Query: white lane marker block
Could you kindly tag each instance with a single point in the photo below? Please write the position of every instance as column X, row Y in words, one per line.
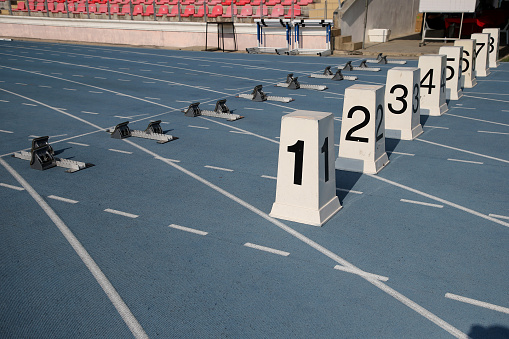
column 306, row 179
column 362, row 138
column 70, row 201
column 453, row 71
column 267, row 249
column 433, row 84
column 482, row 41
column 477, row 303
column 402, row 103
column 493, row 46
column 125, row 214
column 17, row 188
column 187, row 229
column 468, row 79
column 361, row 273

☆ ☆ ☆

* [Opdracht] Zet alle regels van de gegevens hierboven in een Markdown-tabel met de kolommen Nummer en Regel, en sla lege regels over. Laat de afbeeldingen weg uit het antwoord.

* [Uitkomst]
| Nummer | Regel |
|---|---|
| 1 | Query: white lane marker block |
| 2 | Could you kindly tag each instance with a single point in the photo below? Please write the position of every instance as column X, row Y in words, one per line. |
| 3 | column 306, row 179 |
| 4 | column 362, row 138 |
| 5 | column 70, row 201 |
| 6 | column 453, row 71 |
| 7 | column 267, row 249 |
| 8 | column 433, row 84 |
| 9 | column 482, row 41 |
| 10 | column 477, row 303 |
| 11 | column 402, row 103 |
| 12 | column 493, row 46 |
| 13 | column 125, row 214 |
| 14 | column 17, row 188 |
| 15 | column 187, row 229 |
| 16 | column 468, row 79 |
| 17 | column 361, row 273 |